Labeled region records
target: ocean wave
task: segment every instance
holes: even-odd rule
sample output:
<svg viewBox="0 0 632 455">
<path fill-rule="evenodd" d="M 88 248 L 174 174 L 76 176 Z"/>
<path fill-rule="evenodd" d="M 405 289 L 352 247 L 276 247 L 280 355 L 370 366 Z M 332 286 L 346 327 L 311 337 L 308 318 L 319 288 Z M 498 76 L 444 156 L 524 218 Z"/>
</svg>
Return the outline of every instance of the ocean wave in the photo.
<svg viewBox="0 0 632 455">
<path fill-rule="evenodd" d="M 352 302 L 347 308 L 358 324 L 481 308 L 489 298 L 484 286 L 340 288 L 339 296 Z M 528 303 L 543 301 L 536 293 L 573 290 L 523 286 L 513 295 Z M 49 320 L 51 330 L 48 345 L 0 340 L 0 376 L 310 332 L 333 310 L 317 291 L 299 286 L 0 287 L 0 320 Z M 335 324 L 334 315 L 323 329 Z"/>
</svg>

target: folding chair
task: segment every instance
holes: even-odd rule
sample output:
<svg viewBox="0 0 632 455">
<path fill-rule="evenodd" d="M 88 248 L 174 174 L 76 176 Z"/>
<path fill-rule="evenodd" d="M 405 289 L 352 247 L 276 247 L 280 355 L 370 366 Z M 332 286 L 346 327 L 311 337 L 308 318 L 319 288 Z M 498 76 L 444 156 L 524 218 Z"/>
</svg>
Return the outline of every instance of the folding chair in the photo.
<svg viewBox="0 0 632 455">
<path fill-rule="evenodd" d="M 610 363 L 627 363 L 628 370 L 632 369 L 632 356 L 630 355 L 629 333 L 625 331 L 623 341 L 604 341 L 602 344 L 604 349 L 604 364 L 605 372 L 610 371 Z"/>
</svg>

[WHAT YOU HAVE TO DO]
Give all the entries again exactly; leave none out.

[TASK RESULT]
target: ocean wave
task: segment every instance
holes: even-odd rule
sample output:
<svg viewBox="0 0 632 455">
<path fill-rule="evenodd" d="M 88 248 L 174 174 L 76 176 Z"/>
<path fill-rule="evenodd" d="M 405 289 L 352 247 L 276 247 L 280 355 L 370 366 Z M 332 286 L 346 327 L 311 337 L 308 318 L 319 288 Z M 498 76 L 444 156 L 524 218 Z"/>
</svg>
Return the outline of every instance of the ocean wave in the photo.
<svg viewBox="0 0 632 455">
<path fill-rule="evenodd" d="M 352 302 L 347 308 L 358 324 L 481 308 L 489 298 L 484 286 L 340 288 L 339 296 Z M 528 303 L 543 301 L 536 293 L 573 290 L 523 286 L 513 295 Z M 49 320 L 51 330 L 48 345 L 0 340 L 0 376 L 310 332 L 333 310 L 317 291 L 299 286 L 0 287 L 0 320 Z M 335 324 L 334 315 L 323 329 Z"/>
</svg>

target: folding chair
task: segment every instance
holes: even-odd rule
sample output:
<svg viewBox="0 0 632 455">
<path fill-rule="evenodd" d="M 88 248 L 174 174 L 76 176 Z"/>
<path fill-rule="evenodd" d="M 405 289 L 352 247 L 276 247 L 280 355 L 370 366 Z M 332 286 L 346 327 L 311 337 L 308 318 L 319 288 Z M 498 76 L 444 156 L 524 218 Z"/>
</svg>
Return the outline of every instance of the folding chair in the photo.
<svg viewBox="0 0 632 455">
<path fill-rule="evenodd" d="M 610 363 L 627 363 L 628 370 L 632 369 L 632 356 L 630 355 L 629 333 L 625 331 L 623 341 L 604 341 L 602 344 L 604 349 L 604 364 L 605 372 L 610 371 Z"/>
</svg>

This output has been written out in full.